DIRECTIONS: Exactly as written, output the lines below starting from the first and ending with the line that contains "Need: one point per instance of the thick"; omit pictures.

SOURCE INFORMATION:
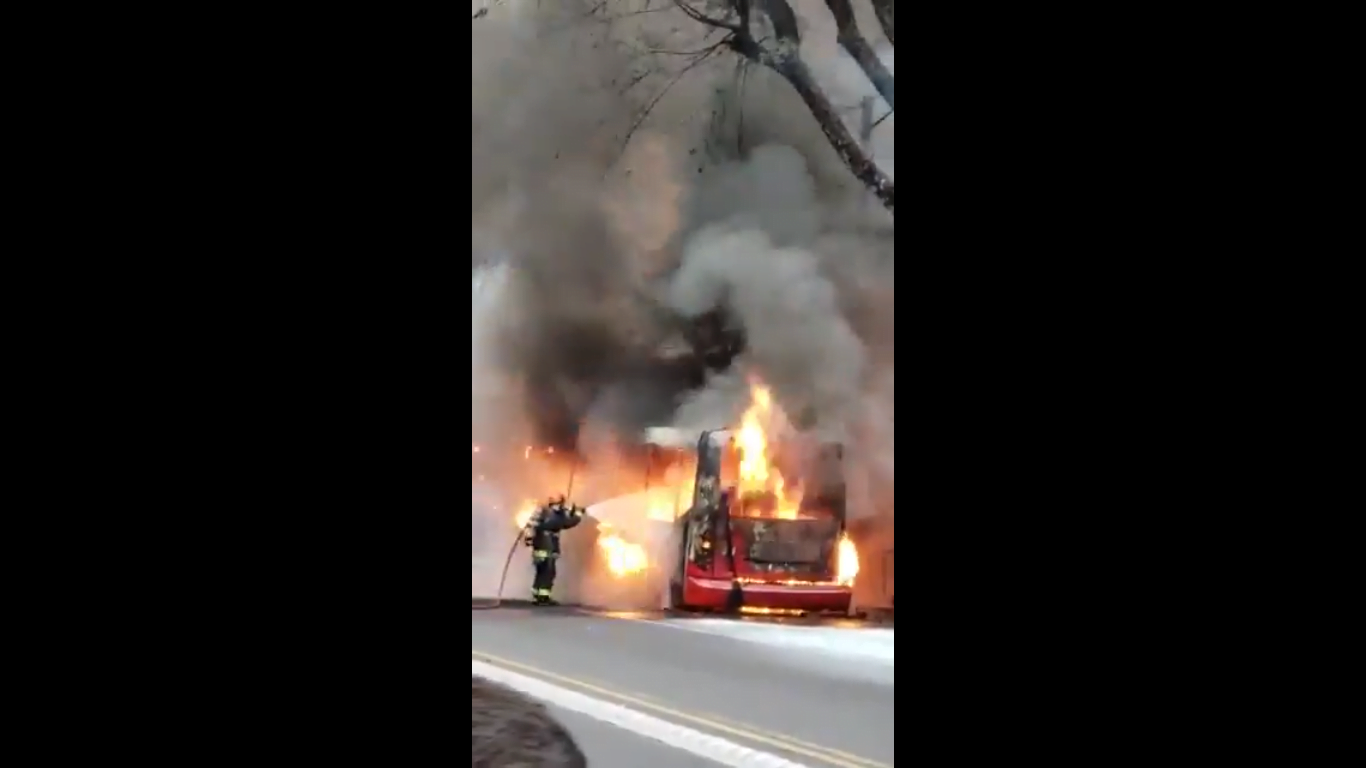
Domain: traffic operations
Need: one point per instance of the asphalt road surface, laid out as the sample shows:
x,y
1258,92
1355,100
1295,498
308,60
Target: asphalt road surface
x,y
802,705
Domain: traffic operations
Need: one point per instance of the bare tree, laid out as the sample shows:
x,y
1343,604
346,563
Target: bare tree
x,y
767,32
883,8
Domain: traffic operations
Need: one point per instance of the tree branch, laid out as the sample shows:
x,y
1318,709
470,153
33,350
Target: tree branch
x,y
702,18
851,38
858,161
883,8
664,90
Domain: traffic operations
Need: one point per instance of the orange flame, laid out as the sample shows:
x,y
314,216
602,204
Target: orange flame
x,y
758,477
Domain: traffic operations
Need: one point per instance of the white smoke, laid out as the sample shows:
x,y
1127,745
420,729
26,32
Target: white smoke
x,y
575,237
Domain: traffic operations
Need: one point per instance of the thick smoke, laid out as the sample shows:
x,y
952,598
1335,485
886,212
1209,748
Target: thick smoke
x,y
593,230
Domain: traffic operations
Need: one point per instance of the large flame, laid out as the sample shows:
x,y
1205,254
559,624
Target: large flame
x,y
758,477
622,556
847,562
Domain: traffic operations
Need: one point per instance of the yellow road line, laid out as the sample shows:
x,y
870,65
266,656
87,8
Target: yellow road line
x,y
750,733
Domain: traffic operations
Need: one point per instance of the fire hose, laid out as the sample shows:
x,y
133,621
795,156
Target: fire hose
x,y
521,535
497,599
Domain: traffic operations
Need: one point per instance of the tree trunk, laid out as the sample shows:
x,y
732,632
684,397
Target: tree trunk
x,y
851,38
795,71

RESPONSE BELOW:
Domain: traffic operations
Need: one point per instance of the asphalt road surface, laid out as the sample shows:
x,y
1258,92
1355,100
1295,498
308,60
Target: asphalt road surface
x,y
802,705
Domain: traffic operations
Need: one point per instance of the bare tree, laid out as the sample shows:
x,y
1343,604
346,563
Target: bare tree
x,y
767,32
883,8
Domain: traffic operations
Need: one point per instance of the tree branch, laid out as the sample shows:
x,y
1318,709
470,153
33,350
Target: tree branch
x,y
702,18
851,38
858,161
883,8
664,90
Domain: traffic operations
Need: one point per instance of the orange flame, laid out as the sample shows:
x,y
314,216
602,204
Target: orange flame
x,y
758,477
Domain: traffic operations
Need: one point per instance of the white smoke, laid out as the sample shows:
x,y
1127,745
420,729
26,32
Target: white smoke
x,y
575,237
Domain: traffic operations
Need: one point per instance of the thick smoke, laid out as the sample shows:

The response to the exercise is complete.